- Tarefas:
- a) Transcreva, do texto sobre a Jurema Sagrada, o trecho que se inicia nas palavras que contêm "No meio dos" e se encerra em "2012, p. 25).".
- b) Segundo o texto sobre a Jurema Sagrada, quando e onde houve muita disputa por posses de terra?
- c) Dê continuidade ao texto sobre a Jurema Sagrada a partir do ponto em que ele termina.

== Texto de origem

Foi necessário para o indígena que guardasse para si mesmo quem realmente era. Ele
agora se vestia como branco; Agia como branco; Falava como o branco. Era agora necessário
encobrir suas crenças que eram vistas como "coisas do diabo". Impedidos, juntamente como o
negro, de adorar seus deuses.
No meio dos matos, dizem que reinavam certas histórias de curupiras,
caiporas, bois-tá-tá, comadres-fulozinhas, iaras, e tantos outros seres
imortais, protetores do mundo iluminado por Guaracy e Jacy. Nas
matas, durante os anos de nossa formação, ocorreram encontros de
tradições proibidas, quando negros fugidos dos engenhos eram
protegidos por tribos perdidas, escapadas das doenças e dos
massacres; nos quilombos, indios viviam com negros sedentos de
liberdade ; e nas senzalas, crentes de deuses perseguidos protegiam-se
e bebiam do caldo da jurema; e o saci peperê continuava a fumar ao
lado de uma Índia velha, esse vento das matas que tomou a forma de
um moleque negro e brincalhão que perdeu uma se suas pernas (
SILVA, 2012, p. 25).

Jurema esta, conhecida como Jurema Sagrada, é um movimento religioso ainda pouco
estudado. Mas pelo que se sabe é ligada às raízes indígenas com influência afros (OLIVEIRA,
p.1085). Os índios e negros com suas culturas e tradições distintas e singulares agora
partilhavam suas crenças e limitações com relação a suas raízes. Na segunda metade do século
XVI, no Nordeste, houve muita disputa por posses de terra. O que levou aos sobreviventes
descendentes de indígenas a deixarem de falar sua língua publicamente. Para poder se
preservar físico e culturalmente "começaram a se dizer e se chamar e ser conhecidos como
caboclos" (SILVA, 2012, p. 26).

====
== Entradas fornecidas

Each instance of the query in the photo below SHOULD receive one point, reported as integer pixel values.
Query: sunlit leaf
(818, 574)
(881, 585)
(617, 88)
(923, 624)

====

- Lista de respostas:
- a)
No meio dos matos, dizem que reinavam certas histórias de curupiras,
caiporas, bois-tá-tá, comadres-fulozinhas, iaras, e tantos outros seres
imortais, protetores do mundo iluminado por Guaracy e Jacy. Nas
matas, durante os anos de nossa formação, ocorreram encontros de
tradições proibidas, quando negros fugidos dos engenhos eram
protegidos por tribos perdidas, escapadas das doenças e dos
massacres; nos quilombos, indios viviam com negros sedentos de
liberdade ; e nas senzalas, crentes de deuses perseguidos protegiam-se
e bebiam do caldo da jurema; e o saci peperê continuava a fumar ao
lado de uma Índia velha, esse vento das matas que tomou a forma de
um moleque negro e brincalhão que perdeu uma se suas pernas (
SILVA, 2012, p. 25).

- b) Na segunda metade do século XVI, no Nordeste.

- c)
Com o começo da produção do açúcar beterraba na Europa, o plantio de cana em
paises não propícios e a produção de açúcar nas Antilhas afetaram o preço do açúcar no
mercado. Com essa queda do açúcar no mercado intensificou-se a crise nos engenhos, que já
tinha muitos gastos com os escravos. Essa crise piorou com a criação dos engenhos centrais, o
que levou muitos dos pequenos engenhos a parar de produzir açúcar e fornecer apenas a cana
para os engenhos centrais e depois para as usinas (SILVA, 2012, p. 40). Com a crise do
açúcar, o fluxo de escravos era bem menor. O trabalho antes escravo começa a ser conhecido
como “trabalho de condição”. Esse declínio se dá antes na mata norte do estado de
Pernambuco do que no Sul (MELLO, 2001, p.70)
Em toda a mata já ocorriam os signos precursores da transição do trabalho escravo
para o trabalho livre, sob a forma dos chamados "condiceiros", homens livres a quem o senhor
de engenho concedia um terreno onde edificar mocambo e plantar lavouras de subsistência.
No Brasil, cresciam os movimentos abolicionistas. Em 1850, pela lei Eusébio de Queiroz, o
comércio internacional de escravos se tornava proibido. Com isso, o preço da mão de obra
escrava sobe, causado o esvaziamento das senzalas no norte do Brasil.
O aumento dos trabalhadores livres, que precisavam de lugar para ficar e uma forma
de se sustentar, se torna grande, mas a situação se acentua quando em 1875 é criada a Lei do
Ventre Livre. Com poucos escravos e as dificuldades em comprar outros, os donos de
engenhos passaram a permitir que homens livres trabalhassem nas suas terras. É nesse
momento que surge os moradores de condição. (SILVA, 2012, p. 40).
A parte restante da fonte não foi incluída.